#### WHAT TO DO:
Write out all of the records exactly once more and skip the images.

══ DATASET EXTRACT ══

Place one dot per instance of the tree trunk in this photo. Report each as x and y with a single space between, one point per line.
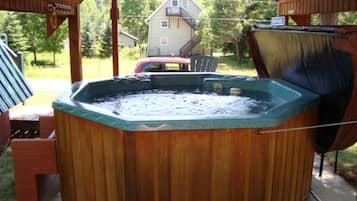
238 52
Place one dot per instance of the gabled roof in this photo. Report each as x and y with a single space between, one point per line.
161 5
14 89
128 35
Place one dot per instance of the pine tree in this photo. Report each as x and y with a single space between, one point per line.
106 42
15 37
33 26
88 39
55 43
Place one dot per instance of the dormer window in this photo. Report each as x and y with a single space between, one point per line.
184 3
164 24
175 3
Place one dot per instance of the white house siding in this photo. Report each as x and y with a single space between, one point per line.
178 33
126 41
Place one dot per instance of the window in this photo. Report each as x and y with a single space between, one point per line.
164 41
164 23
174 3
184 3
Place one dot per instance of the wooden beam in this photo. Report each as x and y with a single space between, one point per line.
53 23
114 13
75 46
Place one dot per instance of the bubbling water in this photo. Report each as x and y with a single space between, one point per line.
180 103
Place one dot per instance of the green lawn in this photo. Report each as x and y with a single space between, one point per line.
102 67
7 181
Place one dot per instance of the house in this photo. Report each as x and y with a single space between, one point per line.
127 40
13 89
172 29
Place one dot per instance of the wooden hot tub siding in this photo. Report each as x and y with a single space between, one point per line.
97 162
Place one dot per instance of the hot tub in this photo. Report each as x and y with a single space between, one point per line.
105 153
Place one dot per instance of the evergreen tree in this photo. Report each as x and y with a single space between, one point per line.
106 42
15 37
134 13
55 43
88 39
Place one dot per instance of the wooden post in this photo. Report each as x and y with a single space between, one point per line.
114 13
4 128
75 46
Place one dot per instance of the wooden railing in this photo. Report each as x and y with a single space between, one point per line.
180 12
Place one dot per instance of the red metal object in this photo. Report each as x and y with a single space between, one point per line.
160 60
114 13
75 46
33 161
306 7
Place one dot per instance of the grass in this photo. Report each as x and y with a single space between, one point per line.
347 164
94 68
7 181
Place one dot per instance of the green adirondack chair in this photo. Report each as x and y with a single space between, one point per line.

═══

#### TASK RESULT:
Place one dot per instance of the tree trunk in this photo. Report each as x and y with a single space between, one point per line.
238 52
Place one dot per instance of the gabled roof in this photo. Report each as x and y with a single space between, one point per line.
161 5
14 89
128 35
Place one dot per instance of the pine tree in this photo. Report each as x and y with a single space between, one point per line.
106 42
15 37
33 26
88 39
55 43
Place one dot per instance of the dormer window in this photo. Report each as x and y with a single space between, one point per line.
184 3
164 24
175 3
Place one dot per instance of the white house siding in this photo. Report each as x and y with a single space between, one point per line.
178 33
126 41
Place one dot per instance of the window in this photo. Report each as x and y with a single space between, one point per line.
164 41
164 23
174 3
184 3
Place one dot per instance of the wooden beam in this photo. Report each as x and y with a single space between, one point per line.
53 23
114 13
75 46
Place one dot per instance of the bubbling water in this photo. Report each as x and y with a single space between, one point per line.
180 103
Place one dot per instance of the green lawn in this photo. Report each as x and y with a single space between, one point per line.
102 67
7 181
Place one dot per instance of the house in this photo. Report each as x and y with a single space between, one point per line.
127 40
13 89
172 29
Place one dot per instance of the wooden hot tub siding in this photo. Report each as x and y with a single space between, one point per line.
97 162
Place one dot per instance of the hot tub in this photo. Report each as x and y with a single space between, one point per line.
105 153
Place one dot per instance of the evergreen tree in this photo. Report each as x and y with a single space between, one point per line.
106 42
15 37
134 13
55 43
88 39
Place one dot per instance of the wooden post in this photo. Report each as x and y with a single space between, one point per line.
114 13
4 128
75 46
Place one dot per instance of the wooden railing in this photo. Report each as x and y with a single space between, one point per line.
180 12
Place one dot per instance of the red metal object in this photo. Report each as x and y with a single space between, one point per line.
160 60
114 13
75 46
33 161
306 7
Place one dot per instance of the grass in this photo. Report each as x and y with a single space between, one point per line.
347 164
94 68
7 181
Place one dot per instance of the green adirondack chair in this photo. Report each as x and y with a single space between, one point per line.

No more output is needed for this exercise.